● **SET PROBLEM 1**: Gather every line of the entries below that contains the word "window".

Long ago, before social networking, before the web, dinosaurs roamed the earth — and one of those dinosaurs is Usenet. In the mid 80s, a user named Mark V. Shaney began posting to the Usenet group net.singles. His posts seemed on-topic, but curiously incoherent. An example:

When I meet someone on a professional basis, I want them to shave their arms. While at a conference a few weeks back, I spent an interesting evening with a grain of salt. I wouldn't dare take them seriously! This brings me back to the brash people who dare others to do so or not.

The irritated group members quickly figured out that this author was a prankster — but it took them a little longer to realize that he was not even a human. Mark V. Shaney was a simple artificial intelligence algorithm, unleashed on the poor members of net.singles by mischievous researchers at Bell Labs.

Given that its output comes eerily close to making sense, and is often even grammatically correct, the algorithm is surprisingly simple. Mark V. Shaney (hereafter “MVS”) is a pun on “Markov chain.” MVS reads a body of input text, and makes a transition table that answers the following question: “Given a previous pair of words, what are the choices for the next word?”

For example, for the input string “Jack be nimble, Jack be quick”, MVS generates the following transition table:

Note that the table includes entries for no words preceding (i.e. the very beginning of the text), and one word preceding (the first word of the text).

Also note that MVS is case sensitive, and considers anything that is not a space to be part of a “word” — including line breaks and punctuation. This behavior allows it to form sentences and paragraphs.

● **RECORDS FOR THE TASK**:

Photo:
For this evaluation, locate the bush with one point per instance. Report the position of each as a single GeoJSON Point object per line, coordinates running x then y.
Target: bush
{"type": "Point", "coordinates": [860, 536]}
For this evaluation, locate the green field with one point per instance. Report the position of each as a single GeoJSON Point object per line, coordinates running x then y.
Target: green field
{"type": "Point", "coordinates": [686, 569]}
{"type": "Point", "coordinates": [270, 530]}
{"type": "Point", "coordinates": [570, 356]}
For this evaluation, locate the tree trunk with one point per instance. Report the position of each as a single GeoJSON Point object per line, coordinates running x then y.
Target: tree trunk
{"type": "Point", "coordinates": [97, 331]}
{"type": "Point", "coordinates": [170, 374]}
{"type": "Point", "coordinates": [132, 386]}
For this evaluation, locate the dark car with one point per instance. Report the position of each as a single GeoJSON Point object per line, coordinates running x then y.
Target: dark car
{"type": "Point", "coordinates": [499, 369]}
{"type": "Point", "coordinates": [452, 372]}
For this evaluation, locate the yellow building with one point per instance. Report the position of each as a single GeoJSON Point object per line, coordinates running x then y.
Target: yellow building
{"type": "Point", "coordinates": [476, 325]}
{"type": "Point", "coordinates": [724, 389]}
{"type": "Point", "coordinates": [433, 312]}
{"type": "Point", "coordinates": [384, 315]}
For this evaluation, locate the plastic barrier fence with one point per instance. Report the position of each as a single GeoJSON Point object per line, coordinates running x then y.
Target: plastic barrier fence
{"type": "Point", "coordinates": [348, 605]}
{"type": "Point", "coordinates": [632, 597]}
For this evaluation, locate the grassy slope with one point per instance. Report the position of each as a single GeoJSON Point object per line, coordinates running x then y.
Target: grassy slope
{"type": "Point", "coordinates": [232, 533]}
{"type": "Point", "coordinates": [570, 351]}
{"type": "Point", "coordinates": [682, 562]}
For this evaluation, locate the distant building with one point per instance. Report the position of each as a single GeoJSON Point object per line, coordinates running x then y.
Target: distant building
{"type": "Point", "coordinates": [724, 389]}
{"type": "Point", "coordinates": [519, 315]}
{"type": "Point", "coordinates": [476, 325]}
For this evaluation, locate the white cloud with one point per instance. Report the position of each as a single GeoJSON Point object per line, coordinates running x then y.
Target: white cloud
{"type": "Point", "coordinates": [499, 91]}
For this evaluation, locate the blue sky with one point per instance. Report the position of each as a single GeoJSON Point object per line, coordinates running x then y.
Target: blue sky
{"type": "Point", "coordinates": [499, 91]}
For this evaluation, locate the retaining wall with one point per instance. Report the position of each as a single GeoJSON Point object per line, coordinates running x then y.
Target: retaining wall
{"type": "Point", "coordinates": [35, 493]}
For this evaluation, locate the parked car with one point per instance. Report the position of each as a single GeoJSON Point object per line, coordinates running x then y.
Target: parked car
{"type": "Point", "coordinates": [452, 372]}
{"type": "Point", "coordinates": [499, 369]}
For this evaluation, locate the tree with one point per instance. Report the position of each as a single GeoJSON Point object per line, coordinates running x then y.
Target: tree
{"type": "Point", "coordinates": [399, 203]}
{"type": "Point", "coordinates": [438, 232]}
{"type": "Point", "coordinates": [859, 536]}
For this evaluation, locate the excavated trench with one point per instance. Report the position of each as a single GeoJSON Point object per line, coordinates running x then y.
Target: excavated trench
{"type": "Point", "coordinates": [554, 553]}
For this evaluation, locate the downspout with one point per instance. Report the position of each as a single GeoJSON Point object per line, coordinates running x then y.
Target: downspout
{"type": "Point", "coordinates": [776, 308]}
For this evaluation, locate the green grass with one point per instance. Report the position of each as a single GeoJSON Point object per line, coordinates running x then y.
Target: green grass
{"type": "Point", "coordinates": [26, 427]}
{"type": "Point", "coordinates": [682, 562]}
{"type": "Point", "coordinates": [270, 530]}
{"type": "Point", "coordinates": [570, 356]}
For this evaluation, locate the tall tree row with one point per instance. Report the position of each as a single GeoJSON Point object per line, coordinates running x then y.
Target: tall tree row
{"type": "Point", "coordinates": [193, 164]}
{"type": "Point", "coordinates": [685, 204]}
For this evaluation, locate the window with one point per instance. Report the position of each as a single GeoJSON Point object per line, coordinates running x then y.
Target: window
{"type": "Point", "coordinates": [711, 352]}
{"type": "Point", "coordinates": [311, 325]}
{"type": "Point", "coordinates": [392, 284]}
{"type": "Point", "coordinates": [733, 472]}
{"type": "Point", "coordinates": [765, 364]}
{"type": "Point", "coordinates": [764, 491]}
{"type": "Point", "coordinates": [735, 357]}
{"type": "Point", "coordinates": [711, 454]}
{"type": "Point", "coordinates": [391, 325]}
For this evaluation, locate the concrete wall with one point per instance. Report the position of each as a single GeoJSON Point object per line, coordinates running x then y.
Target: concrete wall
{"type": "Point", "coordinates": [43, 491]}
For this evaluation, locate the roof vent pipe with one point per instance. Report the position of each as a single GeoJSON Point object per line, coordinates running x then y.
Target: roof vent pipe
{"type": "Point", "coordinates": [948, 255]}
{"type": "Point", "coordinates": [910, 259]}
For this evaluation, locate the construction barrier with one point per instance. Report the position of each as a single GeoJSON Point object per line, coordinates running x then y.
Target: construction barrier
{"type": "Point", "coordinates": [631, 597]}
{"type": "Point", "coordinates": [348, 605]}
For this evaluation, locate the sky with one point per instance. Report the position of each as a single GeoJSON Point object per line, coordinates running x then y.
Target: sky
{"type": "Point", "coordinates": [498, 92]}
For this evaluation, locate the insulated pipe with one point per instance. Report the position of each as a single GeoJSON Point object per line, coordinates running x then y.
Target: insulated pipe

● **SET PROBLEM 2**: In the passage on Mark V. Shaney, what is the name "Mark V. Shaney" a pun on?

● **TASK ANSWER 1**:
For this evaluation, locate the window with one point per instance. Report the position of each as a single GeoJSON Point object per line, coordinates running x then y.
Target: window

● **TASK ANSWER 2**: It is a pun on "Markov chain."